The records
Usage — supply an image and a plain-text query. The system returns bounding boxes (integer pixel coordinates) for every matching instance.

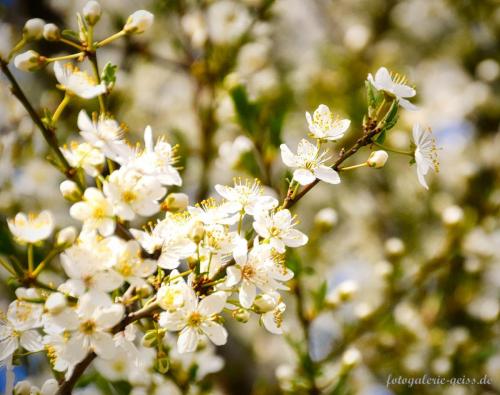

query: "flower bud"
[441,206,464,227]
[14,380,31,395]
[45,292,67,314]
[59,180,82,202]
[83,0,101,26]
[123,10,154,34]
[342,347,361,369]
[253,294,278,314]
[43,23,61,41]
[189,221,205,244]
[314,207,338,231]
[161,193,189,211]
[23,18,45,40]
[366,150,389,169]
[384,237,405,257]
[40,379,59,395]
[56,226,76,247]
[336,280,358,302]
[232,309,250,323]
[14,49,46,71]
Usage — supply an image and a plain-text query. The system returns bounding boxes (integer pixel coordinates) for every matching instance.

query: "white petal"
[91,332,116,359]
[20,330,43,352]
[240,280,257,309]
[177,327,200,354]
[95,303,125,329]
[282,229,309,247]
[280,144,297,167]
[399,99,418,111]
[314,165,340,184]
[0,336,18,362]
[226,266,241,287]
[198,292,227,315]
[201,321,227,346]
[293,169,316,185]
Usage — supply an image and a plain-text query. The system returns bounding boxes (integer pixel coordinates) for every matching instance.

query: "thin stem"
[52,92,71,124]
[7,37,26,61]
[338,162,368,171]
[281,126,380,209]
[0,257,17,277]
[28,243,34,274]
[56,302,158,395]
[31,248,61,278]
[96,30,127,48]
[59,37,83,51]
[0,60,84,191]
[168,269,193,282]
[45,52,85,63]
[89,52,106,114]
[373,141,413,157]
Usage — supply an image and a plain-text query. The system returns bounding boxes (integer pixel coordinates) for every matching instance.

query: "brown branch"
[281,124,381,209]
[0,59,83,190]
[56,302,158,395]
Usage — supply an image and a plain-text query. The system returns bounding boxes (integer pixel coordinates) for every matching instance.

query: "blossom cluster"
[0,1,437,395]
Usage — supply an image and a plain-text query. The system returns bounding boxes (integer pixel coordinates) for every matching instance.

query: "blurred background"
[0,0,500,395]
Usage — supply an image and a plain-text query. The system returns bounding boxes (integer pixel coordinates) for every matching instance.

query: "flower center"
[241,265,255,279]
[80,320,95,335]
[187,311,201,327]
[269,226,281,237]
[92,207,104,219]
[122,191,137,203]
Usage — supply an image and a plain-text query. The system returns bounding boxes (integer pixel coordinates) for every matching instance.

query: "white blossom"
[253,209,308,254]
[0,300,43,363]
[159,288,227,353]
[280,139,340,185]
[413,123,439,189]
[7,210,54,243]
[215,179,278,215]
[306,104,351,141]
[368,67,418,111]
[69,187,115,236]
[54,61,106,99]
[103,167,167,220]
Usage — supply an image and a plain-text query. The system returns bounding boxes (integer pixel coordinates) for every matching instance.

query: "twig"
[0,60,84,190]
[56,303,158,395]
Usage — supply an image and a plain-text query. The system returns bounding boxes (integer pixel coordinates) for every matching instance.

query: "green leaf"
[101,62,118,88]
[313,280,328,312]
[61,29,80,42]
[155,356,170,374]
[142,329,158,347]
[383,100,399,131]
[365,81,378,108]
[231,85,258,135]
[375,129,386,144]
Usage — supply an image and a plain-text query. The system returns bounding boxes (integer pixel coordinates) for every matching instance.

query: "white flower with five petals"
[0,300,43,365]
[159,288,227,353]
[69,187,115,236]
[54,62,106,99]
[7,211,54,243]
[52,291,125,365]
[226,240,293,309]
[78,110,132,163]
[413,123,439,189]
[368,67,418,111]
[215,180,278,215]
[253,210,308,254]
[103,166,167,220]
[306,104,351,141]
[280,139,340,185]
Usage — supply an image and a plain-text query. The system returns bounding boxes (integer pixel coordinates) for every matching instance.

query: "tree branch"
[56,302,158,395]
[0,59,83,190]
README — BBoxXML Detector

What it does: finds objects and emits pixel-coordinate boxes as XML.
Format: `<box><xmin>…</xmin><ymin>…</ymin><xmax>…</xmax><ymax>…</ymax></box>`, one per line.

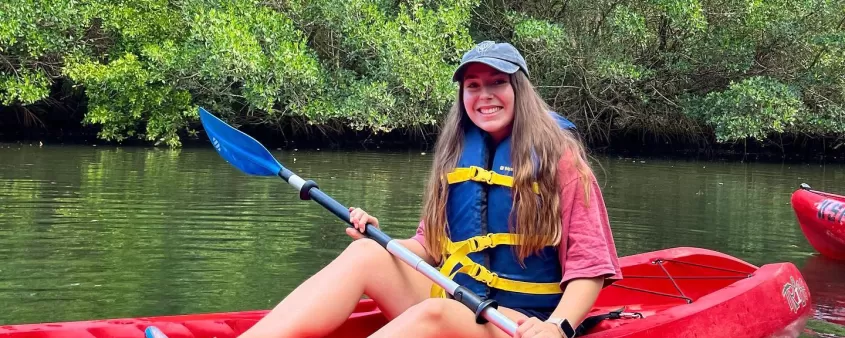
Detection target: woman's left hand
<box><xmin>514</xmin><ymin>317</ymin><xmax>563</xmax><ymax>338</ymax></box>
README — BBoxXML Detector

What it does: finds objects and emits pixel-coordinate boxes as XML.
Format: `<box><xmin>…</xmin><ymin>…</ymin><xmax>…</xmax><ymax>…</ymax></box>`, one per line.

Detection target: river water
<box><xmin>0</xmin><ymin>144</ymin><xmax>845</xmax><ymax>336</ymax></box>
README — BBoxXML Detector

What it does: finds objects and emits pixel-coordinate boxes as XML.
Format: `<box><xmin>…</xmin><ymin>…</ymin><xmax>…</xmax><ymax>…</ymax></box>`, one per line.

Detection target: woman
<box><xmin>237</xmin><ymin>41</ymin><xmax>621</xmax><ymax>337</ymax></box>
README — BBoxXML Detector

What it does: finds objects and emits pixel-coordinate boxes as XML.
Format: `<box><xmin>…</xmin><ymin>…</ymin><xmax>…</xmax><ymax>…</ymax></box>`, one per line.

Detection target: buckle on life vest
<box><xmin>467</xmin><ymin>264</ymin><xmax>500</xmax><ymax>287</ymax></box>
<box><xmin>467</xmin><ymin>234</ymin><xmax>496</xmax><ymax>252</ymax></box>
<box><xmin>470</xmin><ymin>166</ymin><xmax>493</xmax><ymax>184</ymax></box>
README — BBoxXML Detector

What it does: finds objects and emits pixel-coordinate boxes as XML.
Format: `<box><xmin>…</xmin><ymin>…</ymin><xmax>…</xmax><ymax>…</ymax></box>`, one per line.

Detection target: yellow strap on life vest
<box><xmin>430</xmin><ymin>233</ymin><xmax>562</xmax><ymax>298</ymax></box>
<box><xmin>446</xmin><ymin>166</ymin><xmax>540</xmax><ymax>194</ymax></box>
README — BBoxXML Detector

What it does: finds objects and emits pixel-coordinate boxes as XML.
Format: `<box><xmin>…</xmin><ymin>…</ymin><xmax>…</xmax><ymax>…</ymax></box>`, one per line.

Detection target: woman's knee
<box><xmin>402</xmin><ymin>298</ymin><xmax>451</xmax><ymax>325</ymax></box>
<box><xmin>343</xmin><ymin>239</ymin><xmax>391</xmax><ymax>268</ymax></box>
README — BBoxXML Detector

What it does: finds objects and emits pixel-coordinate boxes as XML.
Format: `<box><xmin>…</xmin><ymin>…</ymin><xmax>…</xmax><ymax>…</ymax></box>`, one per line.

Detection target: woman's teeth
<box><xmin>478</xmin><ymin>107</ymin><xmax>502</xmax><ymax>114</ymax></box>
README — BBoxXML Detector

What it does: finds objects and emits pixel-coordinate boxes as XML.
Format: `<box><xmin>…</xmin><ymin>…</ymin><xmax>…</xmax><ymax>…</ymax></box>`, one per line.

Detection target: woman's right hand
<box><xmin>346</xmin><ymin>207</ymin><xmax>378</xmax><ymax>240</ymax></box>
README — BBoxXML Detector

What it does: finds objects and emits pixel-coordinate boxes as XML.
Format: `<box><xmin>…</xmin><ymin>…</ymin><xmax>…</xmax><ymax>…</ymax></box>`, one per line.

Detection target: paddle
<box><xmin>144</xmin><ymin>326</ymin><xmax>167</xmax><ymax>338</ymax></box>
<box><xmin>199</xmin><ymin>107</ymin><xmax>517</xmax><ymax>336</ymax></box>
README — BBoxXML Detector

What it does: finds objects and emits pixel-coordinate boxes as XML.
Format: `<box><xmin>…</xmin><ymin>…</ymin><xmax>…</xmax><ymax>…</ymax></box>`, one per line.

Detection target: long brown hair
<box><xmin>422</xmin><ymin>72</ymin><xmax>593</xmax><ymax>262</ymax></box>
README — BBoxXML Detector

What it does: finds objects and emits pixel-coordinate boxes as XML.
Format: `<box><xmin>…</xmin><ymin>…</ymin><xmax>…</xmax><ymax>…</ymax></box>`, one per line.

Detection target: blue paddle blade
<box><xmin>144</xmin><ymin>326</ymin><xmax>167</xmax><ymax>338</ymax></box>
<box><xmin>199</xmin><ymin>107</ymin><xmax>282</xmax><ymax>176</ymax></box>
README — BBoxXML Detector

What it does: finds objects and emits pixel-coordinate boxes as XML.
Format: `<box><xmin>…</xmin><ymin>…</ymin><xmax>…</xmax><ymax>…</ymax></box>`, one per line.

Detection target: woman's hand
<box><xmin>346</xmin><ymin>207</ymin><xmax>378</xmax><ymax>240</ymax></box>
<box><xmin>514</xmin><ymin>317</ymin><xmax>563</xmax><ymax>338</ymax></box>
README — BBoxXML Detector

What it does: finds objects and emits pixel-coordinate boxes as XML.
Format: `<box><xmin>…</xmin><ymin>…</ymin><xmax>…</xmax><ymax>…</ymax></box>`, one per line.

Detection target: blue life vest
<box><xmin>432</xmin><ymin>112</ymin><xmax>574</xmax><ymax>308</ymax></box>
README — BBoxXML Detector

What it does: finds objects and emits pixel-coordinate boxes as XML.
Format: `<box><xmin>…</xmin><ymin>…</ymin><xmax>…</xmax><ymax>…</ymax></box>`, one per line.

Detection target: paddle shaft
<box><xmin>278</xmin><ymin>166</ymin><xmax>517</xmax><ymax>336</ymax></box>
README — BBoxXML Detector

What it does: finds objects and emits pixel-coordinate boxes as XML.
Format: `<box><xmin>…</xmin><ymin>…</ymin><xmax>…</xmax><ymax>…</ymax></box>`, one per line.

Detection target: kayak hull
<box><xmin>791</xmin><ymin>187</ymin><xmax>845</xmax><ymax>261</ymax></box>
<box><xmin>0</xmin><ymin>248</ymin><xmax>812</xmax><ymax>338</ymax></box>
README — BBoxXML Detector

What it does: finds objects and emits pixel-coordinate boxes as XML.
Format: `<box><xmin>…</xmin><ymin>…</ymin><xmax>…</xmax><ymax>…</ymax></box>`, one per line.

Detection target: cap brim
<box><xmin>452</xmin><ymin>58</ymin><xmax>519</xmax><ymax>82</ymax></box>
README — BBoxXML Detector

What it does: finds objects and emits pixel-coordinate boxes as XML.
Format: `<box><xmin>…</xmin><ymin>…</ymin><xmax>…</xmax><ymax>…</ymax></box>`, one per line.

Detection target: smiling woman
<box><xmin>461</xmin><ymin>63</ymin><xmax>514</xmax><ymax>142</ymax></box>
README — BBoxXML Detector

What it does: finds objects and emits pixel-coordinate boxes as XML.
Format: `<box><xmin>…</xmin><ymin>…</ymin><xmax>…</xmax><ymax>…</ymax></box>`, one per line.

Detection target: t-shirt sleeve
<box><xmin>559</xmin><ymin>166</ymin><xmax>622</xmax><ymax>287</ymax></box>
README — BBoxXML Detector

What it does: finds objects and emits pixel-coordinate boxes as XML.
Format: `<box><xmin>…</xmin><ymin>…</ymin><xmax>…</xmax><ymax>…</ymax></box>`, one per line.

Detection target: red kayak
<box><xmin>0</xmin><ymin>248</ymin><xmax>812</xmax><ymax>338</ymax></box>
<box><xmin>792</xmin><ymin>184</ymin><xmax>845</xmax><ymax>260</ymax></box>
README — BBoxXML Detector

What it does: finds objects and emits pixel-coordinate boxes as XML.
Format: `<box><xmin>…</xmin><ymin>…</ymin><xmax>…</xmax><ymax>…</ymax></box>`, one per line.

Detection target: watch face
<box><xmin>560</xmin><ymin>319</ymin><xmax>575</xmax><ymax>338</ymax></box>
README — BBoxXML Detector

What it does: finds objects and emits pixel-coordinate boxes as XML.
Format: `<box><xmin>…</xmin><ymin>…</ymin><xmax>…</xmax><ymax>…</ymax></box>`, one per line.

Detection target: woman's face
<box><xmin>463</xmin><ymin>63</ymin><xmax>514</xmax><ymax>142</ymax></box>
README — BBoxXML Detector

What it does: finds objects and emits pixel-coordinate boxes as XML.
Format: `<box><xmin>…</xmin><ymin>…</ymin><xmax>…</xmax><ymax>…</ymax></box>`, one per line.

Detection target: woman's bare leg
<box><xmin>370</xmin><ymin>298</ymin><xmax>526</xmax><ymax>338</ymax></box>
<box><xmin>241</xmin><ymin>239</ymin><xmax>432</xmax><ymax>337</ymax></box>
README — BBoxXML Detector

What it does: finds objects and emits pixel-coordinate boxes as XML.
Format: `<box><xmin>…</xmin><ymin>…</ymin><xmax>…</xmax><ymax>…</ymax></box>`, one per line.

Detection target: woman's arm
<box><xmin>551</xmin><ymin>277</ymin><xmax>604</xmax><ymax>328</ymax></box>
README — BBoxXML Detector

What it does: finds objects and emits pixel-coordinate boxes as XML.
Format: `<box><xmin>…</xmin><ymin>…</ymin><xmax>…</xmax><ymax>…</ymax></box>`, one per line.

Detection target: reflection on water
<box><xmin>0</xmin><ymin>145</ymin><xmax>845</xmax><ymax>330</ymax></box>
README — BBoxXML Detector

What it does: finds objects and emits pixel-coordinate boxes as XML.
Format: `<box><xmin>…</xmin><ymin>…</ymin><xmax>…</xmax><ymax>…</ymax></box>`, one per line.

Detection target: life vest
<box><xmin>431</xmin><ymin>112</ymin><xmax>574</xmax><ymax>308</ymax></box>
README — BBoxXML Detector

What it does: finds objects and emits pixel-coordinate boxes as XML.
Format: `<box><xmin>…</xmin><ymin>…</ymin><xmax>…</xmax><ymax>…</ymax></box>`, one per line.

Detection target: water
<box><xmin>0</xmin><ymin>144</ymin><xmax>845</xmax><ymax>336</ymax></box>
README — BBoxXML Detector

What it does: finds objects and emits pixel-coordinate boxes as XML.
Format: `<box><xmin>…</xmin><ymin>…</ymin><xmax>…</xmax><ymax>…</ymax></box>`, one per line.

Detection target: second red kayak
<box><xmin>792</xmin><ymin>184</ymin><xmax>845</xmax><ymax>260</ymax></box>
<box><xmin>0</xmin><ymin>248</ymin><xmax>812</xmax><ymax>338</ymax></box>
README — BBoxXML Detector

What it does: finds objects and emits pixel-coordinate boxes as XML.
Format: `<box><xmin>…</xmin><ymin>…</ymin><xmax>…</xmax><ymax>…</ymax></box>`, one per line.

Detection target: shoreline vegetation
<box><xmin>0</xmin><ymin>0</ymin><xmax>845</xmax><ymax>162</ymax></box>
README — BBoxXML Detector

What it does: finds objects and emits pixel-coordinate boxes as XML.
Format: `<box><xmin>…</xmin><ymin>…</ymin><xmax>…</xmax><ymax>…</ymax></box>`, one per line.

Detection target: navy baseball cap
<box><xmin>452</xmin><ymin>41</ymin><xmax>528</xmax><ymax>82</ymax></box>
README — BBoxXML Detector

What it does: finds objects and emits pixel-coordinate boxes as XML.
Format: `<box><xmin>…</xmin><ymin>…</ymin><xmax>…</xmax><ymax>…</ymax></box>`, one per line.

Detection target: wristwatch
<box><xmin>546</xmin><ymin>317</ymin><xmax>575</xmax><ymax>338</ymax></box>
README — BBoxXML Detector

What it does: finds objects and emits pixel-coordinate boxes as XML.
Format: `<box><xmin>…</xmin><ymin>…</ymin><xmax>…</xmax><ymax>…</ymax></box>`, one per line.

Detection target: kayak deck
<box><xmin>0</xmin><ymin>248</ymin><xmax>811</xmax><ymax>338</ymax></box>
<box><xmin>791</xmin><ymin>186</ymin><xmax>845</xmax><ymax>260</ymax></box>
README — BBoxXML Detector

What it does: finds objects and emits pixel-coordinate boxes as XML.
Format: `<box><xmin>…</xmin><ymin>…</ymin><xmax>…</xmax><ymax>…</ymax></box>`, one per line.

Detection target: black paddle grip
<box><xmin>299</xmin><ymin>180</ymin><xmax>320</xmax><ymax>201</ymax></box>
<box><xmin>452</xmin><ymin>286</ymin><xmax>499</xmax><ymax>324</ymax></box>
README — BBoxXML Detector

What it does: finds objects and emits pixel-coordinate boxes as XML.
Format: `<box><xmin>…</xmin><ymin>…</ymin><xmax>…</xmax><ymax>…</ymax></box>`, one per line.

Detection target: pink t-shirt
<box><xmin>412</xmin><ymin>160</ymin><xmax>622</xmax><ymax>287</ymax></box>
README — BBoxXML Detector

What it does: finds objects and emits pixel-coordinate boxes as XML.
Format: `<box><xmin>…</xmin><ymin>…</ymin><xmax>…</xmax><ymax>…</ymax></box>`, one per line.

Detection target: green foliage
<box><xmin>0</xmin><ymin>0</ymin><xmax>845</xmax><ymax>147</ymax></box>
<box><xmin>688</xmin><ymin>77</ymin><xmax>803</xmax><ymax>142</ymax></box>
<box><xmin>66</xmin><ymin>54</ymin><xmax>196</xmax><ymax>146</ymax></box>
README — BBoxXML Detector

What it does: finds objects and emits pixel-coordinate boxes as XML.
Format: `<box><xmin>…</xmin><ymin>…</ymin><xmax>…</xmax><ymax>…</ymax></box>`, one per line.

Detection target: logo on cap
<box><xmin>475</xmin><ymin>41</ymin><xmax>496</xmax><ymax>53</ymax></box>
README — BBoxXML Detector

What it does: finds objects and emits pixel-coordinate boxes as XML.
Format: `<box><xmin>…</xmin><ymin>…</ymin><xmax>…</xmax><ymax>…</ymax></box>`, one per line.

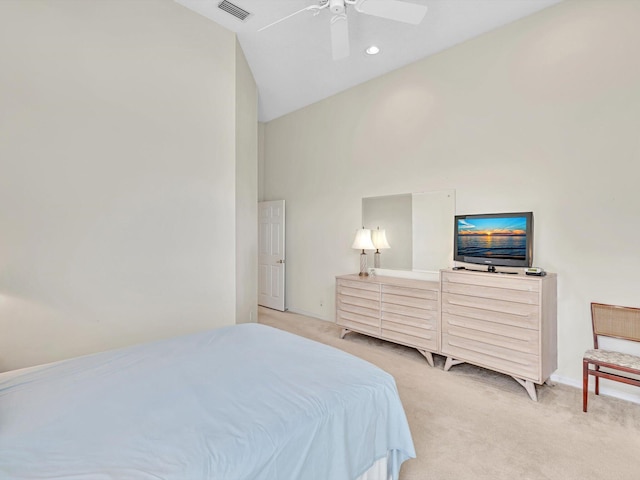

Work to complete
Count the lines of the items above that contain the string "woman". Give only the number.

Written solution
10